Brief:
Reproduce the listing from the line with "What to find: asphalt road" up to and including the line with "[406,290,444,309]", swapping "wheel rim" for "hubcap" and leaving everything else the same.

Data entries:

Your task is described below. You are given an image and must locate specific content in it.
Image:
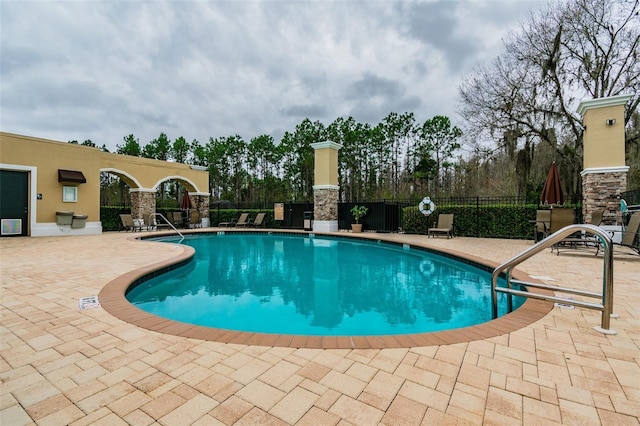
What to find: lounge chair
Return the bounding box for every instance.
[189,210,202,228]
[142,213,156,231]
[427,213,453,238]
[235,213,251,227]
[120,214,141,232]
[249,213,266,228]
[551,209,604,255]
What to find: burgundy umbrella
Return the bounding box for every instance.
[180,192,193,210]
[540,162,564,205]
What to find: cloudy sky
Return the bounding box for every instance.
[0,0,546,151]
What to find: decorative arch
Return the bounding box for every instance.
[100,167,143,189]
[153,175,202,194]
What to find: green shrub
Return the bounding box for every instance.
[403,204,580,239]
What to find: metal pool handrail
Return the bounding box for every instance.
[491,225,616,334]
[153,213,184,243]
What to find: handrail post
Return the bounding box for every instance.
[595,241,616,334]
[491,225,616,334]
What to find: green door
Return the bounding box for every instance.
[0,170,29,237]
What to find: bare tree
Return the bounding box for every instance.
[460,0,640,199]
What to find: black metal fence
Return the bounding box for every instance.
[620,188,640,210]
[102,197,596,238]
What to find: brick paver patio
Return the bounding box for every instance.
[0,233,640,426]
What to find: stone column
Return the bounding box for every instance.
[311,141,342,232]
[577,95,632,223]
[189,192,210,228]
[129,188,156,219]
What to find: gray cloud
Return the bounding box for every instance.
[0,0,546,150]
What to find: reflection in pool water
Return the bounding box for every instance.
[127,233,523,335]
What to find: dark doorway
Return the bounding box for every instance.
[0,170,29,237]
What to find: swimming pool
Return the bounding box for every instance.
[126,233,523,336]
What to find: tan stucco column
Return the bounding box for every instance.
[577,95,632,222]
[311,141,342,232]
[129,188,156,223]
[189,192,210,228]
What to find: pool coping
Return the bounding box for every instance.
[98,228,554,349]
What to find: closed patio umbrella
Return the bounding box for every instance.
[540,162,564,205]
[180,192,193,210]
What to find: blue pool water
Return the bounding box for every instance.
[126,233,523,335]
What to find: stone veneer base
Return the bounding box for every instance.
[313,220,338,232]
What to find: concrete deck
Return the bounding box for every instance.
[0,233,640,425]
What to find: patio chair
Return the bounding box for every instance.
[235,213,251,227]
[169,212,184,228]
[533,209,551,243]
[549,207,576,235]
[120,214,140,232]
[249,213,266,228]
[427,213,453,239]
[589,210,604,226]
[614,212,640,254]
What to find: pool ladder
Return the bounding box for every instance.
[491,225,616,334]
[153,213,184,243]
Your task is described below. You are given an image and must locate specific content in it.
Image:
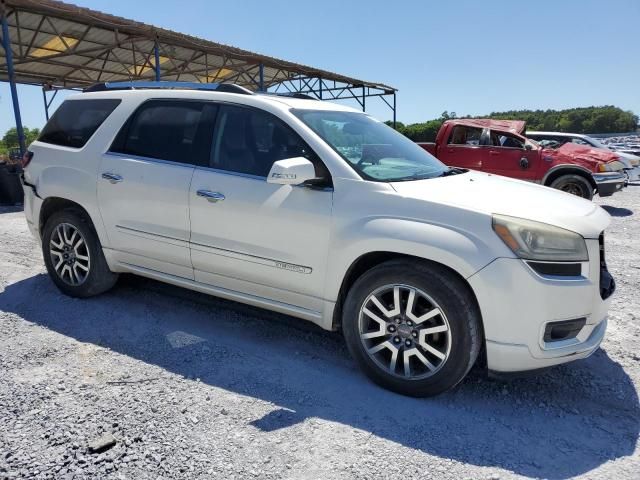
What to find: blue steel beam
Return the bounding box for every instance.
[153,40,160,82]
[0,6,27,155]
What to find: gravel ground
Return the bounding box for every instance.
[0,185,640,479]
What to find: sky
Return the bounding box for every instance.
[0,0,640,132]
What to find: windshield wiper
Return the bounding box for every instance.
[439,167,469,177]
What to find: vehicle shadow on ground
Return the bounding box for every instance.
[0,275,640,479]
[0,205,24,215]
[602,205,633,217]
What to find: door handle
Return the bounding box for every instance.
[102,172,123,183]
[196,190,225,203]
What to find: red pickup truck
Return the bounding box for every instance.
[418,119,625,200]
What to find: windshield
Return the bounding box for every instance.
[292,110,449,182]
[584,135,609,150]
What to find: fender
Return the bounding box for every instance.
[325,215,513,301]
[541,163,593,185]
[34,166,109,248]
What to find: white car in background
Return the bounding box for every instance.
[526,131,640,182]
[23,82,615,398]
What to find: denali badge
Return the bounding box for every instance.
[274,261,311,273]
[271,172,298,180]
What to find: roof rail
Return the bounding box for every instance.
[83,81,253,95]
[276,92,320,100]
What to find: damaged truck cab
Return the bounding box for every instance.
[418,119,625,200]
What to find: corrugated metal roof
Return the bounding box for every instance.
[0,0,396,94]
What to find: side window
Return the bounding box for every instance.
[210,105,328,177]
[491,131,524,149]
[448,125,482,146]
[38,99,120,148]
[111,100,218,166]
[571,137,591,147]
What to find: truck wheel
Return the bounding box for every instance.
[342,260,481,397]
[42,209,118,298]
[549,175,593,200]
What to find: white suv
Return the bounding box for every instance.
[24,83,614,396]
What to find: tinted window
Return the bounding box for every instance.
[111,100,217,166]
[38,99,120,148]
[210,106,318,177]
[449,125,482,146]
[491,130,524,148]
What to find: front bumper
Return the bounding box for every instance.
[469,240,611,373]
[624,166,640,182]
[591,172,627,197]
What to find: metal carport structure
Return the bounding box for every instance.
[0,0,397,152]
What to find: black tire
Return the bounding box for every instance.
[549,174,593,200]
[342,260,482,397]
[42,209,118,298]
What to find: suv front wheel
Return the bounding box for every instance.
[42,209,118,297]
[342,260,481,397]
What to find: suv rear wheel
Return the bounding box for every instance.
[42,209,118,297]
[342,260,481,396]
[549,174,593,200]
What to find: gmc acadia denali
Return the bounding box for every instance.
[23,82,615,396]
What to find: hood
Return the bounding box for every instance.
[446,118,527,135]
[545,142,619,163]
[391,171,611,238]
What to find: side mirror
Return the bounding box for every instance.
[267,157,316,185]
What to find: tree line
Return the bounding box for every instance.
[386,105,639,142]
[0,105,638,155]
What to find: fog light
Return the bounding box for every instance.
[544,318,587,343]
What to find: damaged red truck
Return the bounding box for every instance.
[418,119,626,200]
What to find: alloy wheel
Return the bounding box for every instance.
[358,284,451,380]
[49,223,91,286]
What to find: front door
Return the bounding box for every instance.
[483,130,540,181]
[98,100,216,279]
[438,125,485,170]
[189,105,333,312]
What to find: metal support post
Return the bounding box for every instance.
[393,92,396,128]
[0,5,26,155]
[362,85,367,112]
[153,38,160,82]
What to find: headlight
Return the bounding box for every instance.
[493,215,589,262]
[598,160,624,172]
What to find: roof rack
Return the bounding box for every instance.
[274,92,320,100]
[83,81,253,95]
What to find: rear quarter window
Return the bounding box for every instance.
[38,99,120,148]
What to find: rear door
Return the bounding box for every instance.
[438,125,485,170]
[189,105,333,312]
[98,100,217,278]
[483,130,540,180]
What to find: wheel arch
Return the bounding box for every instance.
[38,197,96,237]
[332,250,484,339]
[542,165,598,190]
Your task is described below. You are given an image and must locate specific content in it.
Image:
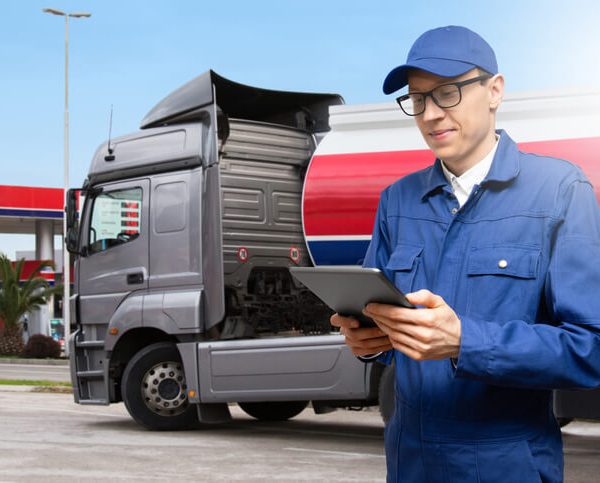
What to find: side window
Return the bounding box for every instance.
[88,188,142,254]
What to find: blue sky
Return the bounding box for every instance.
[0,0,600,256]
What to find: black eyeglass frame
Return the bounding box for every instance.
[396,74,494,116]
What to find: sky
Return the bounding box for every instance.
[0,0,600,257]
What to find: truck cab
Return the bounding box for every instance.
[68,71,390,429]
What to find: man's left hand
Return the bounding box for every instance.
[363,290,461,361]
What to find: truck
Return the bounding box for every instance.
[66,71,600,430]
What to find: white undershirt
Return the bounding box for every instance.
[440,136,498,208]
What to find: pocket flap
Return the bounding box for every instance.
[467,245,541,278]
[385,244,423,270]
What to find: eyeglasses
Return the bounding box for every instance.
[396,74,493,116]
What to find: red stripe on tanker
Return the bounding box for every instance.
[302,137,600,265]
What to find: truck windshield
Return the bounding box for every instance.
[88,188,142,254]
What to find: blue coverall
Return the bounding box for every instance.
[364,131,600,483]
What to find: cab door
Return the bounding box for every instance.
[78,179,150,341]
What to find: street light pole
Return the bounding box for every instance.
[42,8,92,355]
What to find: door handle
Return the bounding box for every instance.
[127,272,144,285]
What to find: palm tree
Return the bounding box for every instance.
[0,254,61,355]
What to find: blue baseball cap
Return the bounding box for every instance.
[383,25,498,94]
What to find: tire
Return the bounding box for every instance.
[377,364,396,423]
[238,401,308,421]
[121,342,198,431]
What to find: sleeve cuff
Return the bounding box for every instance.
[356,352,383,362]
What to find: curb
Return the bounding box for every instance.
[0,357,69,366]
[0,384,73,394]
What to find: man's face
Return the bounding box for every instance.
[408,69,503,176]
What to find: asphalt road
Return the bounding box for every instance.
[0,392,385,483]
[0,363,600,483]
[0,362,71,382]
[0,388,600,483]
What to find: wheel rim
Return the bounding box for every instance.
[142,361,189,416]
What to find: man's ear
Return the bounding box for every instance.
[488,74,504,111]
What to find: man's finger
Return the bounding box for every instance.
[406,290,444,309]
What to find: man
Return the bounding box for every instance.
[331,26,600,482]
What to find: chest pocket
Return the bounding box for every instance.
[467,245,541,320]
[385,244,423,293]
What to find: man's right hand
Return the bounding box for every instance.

Right answer:
What to find: asphalt road
Return the bounding box for every instance.
[0,392,385,483]
[0,363,600,483]
[0,362,71,382]
[0,388,600,483]
What to find: hubcap
Return the bounding box for every instance.
[142,361,189,416]
What to find: man's ear
Return the bounding box for every instance.
[488,74,504,111]
What to find: man's finger
Return the bounding box for every instance.
[406,290,444,309]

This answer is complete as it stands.